• Records from a collection
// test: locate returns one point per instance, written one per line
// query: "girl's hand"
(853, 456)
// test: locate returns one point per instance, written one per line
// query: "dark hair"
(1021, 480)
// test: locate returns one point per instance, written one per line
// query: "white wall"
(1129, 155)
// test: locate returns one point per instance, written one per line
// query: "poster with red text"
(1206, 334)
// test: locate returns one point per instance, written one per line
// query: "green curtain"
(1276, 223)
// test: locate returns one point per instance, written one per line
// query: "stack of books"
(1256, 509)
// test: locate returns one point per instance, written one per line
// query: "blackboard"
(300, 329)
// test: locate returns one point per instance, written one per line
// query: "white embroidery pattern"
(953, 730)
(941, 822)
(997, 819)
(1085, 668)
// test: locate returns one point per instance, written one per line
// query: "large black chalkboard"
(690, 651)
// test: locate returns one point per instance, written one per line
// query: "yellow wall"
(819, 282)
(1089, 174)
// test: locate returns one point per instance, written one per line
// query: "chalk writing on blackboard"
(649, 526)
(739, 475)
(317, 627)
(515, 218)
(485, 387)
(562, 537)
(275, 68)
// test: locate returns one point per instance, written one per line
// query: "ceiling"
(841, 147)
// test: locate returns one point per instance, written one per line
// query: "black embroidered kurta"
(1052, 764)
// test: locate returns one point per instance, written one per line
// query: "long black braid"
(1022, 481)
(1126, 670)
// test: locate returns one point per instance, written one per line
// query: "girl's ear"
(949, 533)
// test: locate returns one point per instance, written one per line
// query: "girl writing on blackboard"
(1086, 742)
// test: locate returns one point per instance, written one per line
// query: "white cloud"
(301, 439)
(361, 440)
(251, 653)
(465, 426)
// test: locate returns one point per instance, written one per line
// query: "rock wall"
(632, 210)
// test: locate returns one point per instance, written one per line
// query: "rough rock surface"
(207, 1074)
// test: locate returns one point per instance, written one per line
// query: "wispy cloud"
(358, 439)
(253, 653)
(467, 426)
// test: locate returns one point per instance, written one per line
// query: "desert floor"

• Problem to work on
The expected response is the full set of records, reproduced exactly.

• Answer for the task
// test: locate returns one point per instance, written one per line
// query: "girl's hand"
(853, 456)
// test: locate returns one point per instance, written one per line
// query: "dark hair"
(1021, 480)
// test: locate returns one point per instance, written one per line
// query: "white wall"
(1129, 155)
// test: locate returns one point per instance, written one per line
// query: "poster with red text"
(1206, 334)
// test: locate returns one point per instance, written one per line
// query: "green curtain"
(1276, 223)
// test: locate returns one point per instance, written one per line
// query: "stack of books"
(1256, 509)
// test: locate returns one point per instance, written one per line
// query: "blackboard"
(300, 329)
// test: locate returns one point per instance, written one per line
// query: "white embroidery pattern"
(953, 730)
(941, 822)
(997, 819)
(1085, 668)
// test: locate returns one point per instance, written one per line
// query: "large black chalkboard"
(690, 651)
// test: locate returns one point per instance, written one per line
// query: "yellow wall"
(819, 282)
(1089, 174)
// test: locate returns one point per instance, written one per line
// query: "chalk writing on blackboard"
(649, 526)
(739, 475)
(317, 627)
(515, 218)
(485, 387)
(562, 537)
(275, 68)
// test: locate returns one point per instance, written one per line
// query: "ceiling"
(841, 147)
// test: locate returns one point per instance, written one per line
// query: "black embroidered kurta"
(1052, 764)
// test: locate returns one point per instance, written one per line
// query: "long black braid"
(1022, 481)
(1126, 670)
// test: locate returns one point per instance, written one per line
// query: "girl's ear"
(949, 533)
// test: locate returns one point per instance, written one per line
// query: "girl writing on blackboard"
(1086, 742)
// test: locate returns one point per instance, written one per line
// query: "white cloud"
(301, 439)
(361, 440)
(251, 653)
(465, 426)
// test: locate returns one point per instance, written one per line
// query: "rock wall"
(632, 210)
// test: locate returns one point per instance, written one per line
// query: "rough rock surface"
(207, 1074)
// test: locate returns one point per instance, written one per line
// query: "wispy cloud"
(358, 439)
(253, 653)
(467, 426)
// test: locate returns one point per instance, written one per line
// query: "desert floor"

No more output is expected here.